::: TEXT EXCERPT :::
On this day 102 years ago, my great-great uncle Joseph Jacobs died. Born in what was then Russia (but today is Lithuania), Joseph came to New York City via Castle Garden in the 1880s. He was a single young man, the first wave of immigration in his family, paving the way for his mother and his sister (and her family) to find more opportunity in America.
Joseph and his mother (my paternal great-great-grandma Rachel Shuham Jacobs) and sister (my great-grandma Tillie Jacobs Mahler) initially lived in the Lower East Side of Manhattan where so many immigrants crowded into small apartments. At the time he was naturalized in 1888, Joseph's occupation was "cap-maker" (see naturalization index card at top). This was a period when well-dressed men wore hats and boys of all ages wore caps, so his skill was in demand.
He married Eva Micalovsky in March of 1890. In December of that year, the couple welcomed their first-born child, daughter Flora. I'll be remembering Flora in tomorrow's post.
Why Joseph's Occupation Changed
In the 1900 US Census, Joseph was listed with his wife Eva and four children, still living on the Lower East Side. Now his occupation was peddler. Then in the 1905 NY Census, he was a janitor, supporting his wife and five children. I wondered about this change in occupation, because peddler and janitor jobs probably meant he earned far less than as a cap-maker.
::: DATA FOR REVIEW :::
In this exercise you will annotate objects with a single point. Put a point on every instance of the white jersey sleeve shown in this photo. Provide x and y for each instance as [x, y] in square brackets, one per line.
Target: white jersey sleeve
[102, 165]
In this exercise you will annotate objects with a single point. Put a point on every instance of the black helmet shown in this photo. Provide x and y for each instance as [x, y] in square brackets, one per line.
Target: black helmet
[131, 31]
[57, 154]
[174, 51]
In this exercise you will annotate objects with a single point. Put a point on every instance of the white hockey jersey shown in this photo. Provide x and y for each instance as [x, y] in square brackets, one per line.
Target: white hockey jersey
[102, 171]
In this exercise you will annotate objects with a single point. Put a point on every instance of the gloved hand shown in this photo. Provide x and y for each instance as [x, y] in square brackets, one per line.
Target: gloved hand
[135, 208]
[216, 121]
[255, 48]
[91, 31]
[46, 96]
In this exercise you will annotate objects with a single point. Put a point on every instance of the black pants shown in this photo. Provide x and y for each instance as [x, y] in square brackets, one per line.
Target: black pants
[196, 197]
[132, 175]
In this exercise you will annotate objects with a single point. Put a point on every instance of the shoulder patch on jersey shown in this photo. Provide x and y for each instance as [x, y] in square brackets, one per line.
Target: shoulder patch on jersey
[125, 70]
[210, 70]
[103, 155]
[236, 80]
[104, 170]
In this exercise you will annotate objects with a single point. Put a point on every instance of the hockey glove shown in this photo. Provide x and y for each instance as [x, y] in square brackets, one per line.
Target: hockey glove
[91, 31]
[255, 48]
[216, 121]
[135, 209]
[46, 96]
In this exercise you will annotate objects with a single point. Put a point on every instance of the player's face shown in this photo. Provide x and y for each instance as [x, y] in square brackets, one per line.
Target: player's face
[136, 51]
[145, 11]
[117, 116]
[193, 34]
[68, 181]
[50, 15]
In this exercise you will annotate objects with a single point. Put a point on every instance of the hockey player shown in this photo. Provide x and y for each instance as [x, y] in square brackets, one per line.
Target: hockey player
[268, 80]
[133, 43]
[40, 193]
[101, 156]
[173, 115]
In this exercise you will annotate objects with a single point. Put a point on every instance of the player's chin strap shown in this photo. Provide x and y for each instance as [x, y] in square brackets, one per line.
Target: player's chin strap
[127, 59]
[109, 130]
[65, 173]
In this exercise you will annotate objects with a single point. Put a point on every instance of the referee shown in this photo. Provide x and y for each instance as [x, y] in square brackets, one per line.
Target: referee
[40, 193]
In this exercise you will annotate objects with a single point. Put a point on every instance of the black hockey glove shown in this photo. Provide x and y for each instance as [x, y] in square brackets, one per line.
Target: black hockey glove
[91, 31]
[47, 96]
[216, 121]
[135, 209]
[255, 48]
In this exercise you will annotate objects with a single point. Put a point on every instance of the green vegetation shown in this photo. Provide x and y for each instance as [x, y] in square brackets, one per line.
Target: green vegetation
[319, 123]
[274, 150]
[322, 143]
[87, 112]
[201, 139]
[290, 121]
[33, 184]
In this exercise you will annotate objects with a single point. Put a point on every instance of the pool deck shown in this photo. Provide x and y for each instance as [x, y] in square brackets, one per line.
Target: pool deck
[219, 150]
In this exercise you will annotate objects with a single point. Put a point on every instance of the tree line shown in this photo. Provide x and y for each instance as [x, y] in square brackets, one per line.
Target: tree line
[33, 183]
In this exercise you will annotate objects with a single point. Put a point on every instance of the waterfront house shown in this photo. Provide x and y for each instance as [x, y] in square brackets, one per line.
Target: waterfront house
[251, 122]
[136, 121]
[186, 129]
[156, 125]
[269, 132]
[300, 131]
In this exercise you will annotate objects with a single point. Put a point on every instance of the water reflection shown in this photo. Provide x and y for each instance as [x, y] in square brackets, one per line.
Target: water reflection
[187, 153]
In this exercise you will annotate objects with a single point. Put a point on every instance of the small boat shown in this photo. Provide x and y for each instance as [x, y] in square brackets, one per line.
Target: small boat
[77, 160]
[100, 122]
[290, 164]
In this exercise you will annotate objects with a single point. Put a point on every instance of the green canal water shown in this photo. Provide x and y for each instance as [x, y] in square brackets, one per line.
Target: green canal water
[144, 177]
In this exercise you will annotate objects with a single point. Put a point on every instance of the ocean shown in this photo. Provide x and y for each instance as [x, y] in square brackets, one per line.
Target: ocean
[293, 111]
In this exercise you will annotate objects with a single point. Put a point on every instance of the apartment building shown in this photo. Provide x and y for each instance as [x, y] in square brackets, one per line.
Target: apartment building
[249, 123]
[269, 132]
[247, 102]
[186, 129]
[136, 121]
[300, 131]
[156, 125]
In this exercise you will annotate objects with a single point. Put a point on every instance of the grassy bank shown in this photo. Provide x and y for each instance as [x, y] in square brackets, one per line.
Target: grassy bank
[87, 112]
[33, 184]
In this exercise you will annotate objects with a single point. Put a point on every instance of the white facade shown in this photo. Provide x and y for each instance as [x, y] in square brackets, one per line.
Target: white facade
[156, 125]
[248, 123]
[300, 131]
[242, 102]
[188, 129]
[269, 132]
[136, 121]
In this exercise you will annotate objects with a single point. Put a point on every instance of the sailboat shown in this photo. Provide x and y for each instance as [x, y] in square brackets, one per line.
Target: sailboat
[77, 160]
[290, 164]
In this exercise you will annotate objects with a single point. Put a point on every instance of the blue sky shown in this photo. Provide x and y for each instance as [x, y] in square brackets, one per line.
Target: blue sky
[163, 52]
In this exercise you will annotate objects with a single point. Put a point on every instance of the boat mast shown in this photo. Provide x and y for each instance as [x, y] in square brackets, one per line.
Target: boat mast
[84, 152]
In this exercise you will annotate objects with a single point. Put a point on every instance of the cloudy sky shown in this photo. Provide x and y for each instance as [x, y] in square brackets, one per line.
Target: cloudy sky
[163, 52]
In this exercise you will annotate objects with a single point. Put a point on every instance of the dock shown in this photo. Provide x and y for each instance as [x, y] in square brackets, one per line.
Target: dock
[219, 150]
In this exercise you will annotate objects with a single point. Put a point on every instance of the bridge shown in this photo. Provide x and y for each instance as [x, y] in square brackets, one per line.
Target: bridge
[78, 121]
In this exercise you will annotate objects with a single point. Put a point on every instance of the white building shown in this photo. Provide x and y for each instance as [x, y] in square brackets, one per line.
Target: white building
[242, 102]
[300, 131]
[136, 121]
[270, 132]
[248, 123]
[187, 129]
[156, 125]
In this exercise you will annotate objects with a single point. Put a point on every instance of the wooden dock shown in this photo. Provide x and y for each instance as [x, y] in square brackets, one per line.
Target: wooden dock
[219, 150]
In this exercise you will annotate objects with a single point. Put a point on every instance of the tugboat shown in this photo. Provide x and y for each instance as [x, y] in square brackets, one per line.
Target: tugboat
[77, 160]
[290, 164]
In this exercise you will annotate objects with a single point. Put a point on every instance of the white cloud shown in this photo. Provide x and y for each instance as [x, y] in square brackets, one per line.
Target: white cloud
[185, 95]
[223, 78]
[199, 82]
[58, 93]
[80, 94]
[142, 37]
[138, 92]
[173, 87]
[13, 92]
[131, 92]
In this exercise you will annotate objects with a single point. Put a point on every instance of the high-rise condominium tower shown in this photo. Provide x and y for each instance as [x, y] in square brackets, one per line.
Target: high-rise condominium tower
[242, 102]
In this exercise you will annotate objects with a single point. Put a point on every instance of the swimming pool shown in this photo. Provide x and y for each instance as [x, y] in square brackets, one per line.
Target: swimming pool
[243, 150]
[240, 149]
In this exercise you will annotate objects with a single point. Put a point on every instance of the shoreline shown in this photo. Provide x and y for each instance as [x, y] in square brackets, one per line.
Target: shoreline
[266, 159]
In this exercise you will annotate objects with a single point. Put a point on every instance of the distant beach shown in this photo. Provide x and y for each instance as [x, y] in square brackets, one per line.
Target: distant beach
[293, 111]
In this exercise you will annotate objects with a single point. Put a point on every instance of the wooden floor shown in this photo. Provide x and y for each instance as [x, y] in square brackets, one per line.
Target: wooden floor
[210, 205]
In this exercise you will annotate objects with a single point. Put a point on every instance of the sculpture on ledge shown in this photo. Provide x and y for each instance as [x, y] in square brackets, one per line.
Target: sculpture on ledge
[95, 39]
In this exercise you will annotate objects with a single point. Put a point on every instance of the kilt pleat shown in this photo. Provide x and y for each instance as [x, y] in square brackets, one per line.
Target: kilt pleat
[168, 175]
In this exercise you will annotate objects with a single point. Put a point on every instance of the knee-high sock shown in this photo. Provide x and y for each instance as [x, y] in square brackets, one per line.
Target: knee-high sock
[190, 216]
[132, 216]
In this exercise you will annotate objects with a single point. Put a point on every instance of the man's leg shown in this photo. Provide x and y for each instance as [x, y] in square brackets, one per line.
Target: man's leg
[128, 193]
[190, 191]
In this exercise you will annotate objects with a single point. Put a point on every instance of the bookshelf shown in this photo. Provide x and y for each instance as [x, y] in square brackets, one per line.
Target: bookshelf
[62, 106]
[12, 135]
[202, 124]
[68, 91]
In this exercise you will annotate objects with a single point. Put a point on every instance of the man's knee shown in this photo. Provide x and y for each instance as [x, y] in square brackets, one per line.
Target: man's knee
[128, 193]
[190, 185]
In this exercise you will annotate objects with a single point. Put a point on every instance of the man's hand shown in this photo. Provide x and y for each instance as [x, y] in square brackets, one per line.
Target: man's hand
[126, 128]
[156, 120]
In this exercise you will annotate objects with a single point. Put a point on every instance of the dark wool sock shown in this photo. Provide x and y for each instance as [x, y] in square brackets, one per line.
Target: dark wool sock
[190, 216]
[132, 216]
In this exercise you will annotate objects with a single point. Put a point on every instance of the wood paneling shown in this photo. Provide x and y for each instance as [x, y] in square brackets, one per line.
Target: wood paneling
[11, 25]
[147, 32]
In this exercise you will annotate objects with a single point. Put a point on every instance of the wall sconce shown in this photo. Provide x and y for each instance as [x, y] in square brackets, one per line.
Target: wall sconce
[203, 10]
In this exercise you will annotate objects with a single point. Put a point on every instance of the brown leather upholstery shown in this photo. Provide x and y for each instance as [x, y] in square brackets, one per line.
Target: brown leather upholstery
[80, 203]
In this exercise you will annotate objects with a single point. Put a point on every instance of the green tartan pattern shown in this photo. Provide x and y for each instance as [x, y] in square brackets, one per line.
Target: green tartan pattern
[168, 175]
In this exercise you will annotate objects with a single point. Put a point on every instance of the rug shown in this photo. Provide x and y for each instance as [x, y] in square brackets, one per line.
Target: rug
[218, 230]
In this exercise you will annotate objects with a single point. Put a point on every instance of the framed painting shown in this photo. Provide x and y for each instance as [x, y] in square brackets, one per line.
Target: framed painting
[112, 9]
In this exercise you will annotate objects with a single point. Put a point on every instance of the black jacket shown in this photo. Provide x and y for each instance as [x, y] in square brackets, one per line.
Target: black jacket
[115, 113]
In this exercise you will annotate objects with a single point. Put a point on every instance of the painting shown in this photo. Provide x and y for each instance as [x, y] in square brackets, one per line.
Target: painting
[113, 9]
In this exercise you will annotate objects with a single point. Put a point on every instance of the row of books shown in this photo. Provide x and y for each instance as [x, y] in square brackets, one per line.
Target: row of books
:::
▶ **ASSIGNED TASK A**: Retype the Joseph Jacobs family history, starting at "Joseph and his" and ending at "was in demand.".
▶ **ASSIGNED TASK B**: Extend the Joseph Jacobs family history, picking up after its final sentence.

▶ **TASK ANSWER A**:
Joseph and his mother (my paternal great-great-grandma Rachel Shuham Jacobs) and sister (my great-grandma Tillie Jacobs Mahler) initially lived in the Lower East Side of Manhattan where so many immigrants crowded into small apartments. At the time he was naturalized in 1888, Joseph's occupation was "cap-maker" (see naturalization index card at top). This was a period when well-dressed men wore hats and boys of all ages wore caps, so his skill was in demand.

▶ **TASK ANSWER B**:
I got a hint of why he changed occupations when I found Joseph in the 1910 US Census. Joseph was no longer living with his wife and children. Instead, he was listed by the Census as being in the Montefiore Home & Hospital for Chronic Invalids.
The enumerator wrote that Joseph was in his first marriage (correct), was married for 19 years (actually 20 but close enough), was 55 years old (sort of close), could read but not write (likely true), had petitioned for naturalization but was not yet a citizen (nope, he was naturalized years earlier).
When Joseph died on November 3, 1918, the death certificate revealed the sad reason why Joseph had been hospitalized for so many years: his cause of death was "paralysis agitans" or Parkinson's disease. He is buried in Mount Zion Cemetery, Maspeth, New York, where others in his family were laid to rest.
On the anniversary of Joseph's death, I'm reminded of his courage as the journey-taker who left Eastern Europe so the rest of his family could have a better life in America.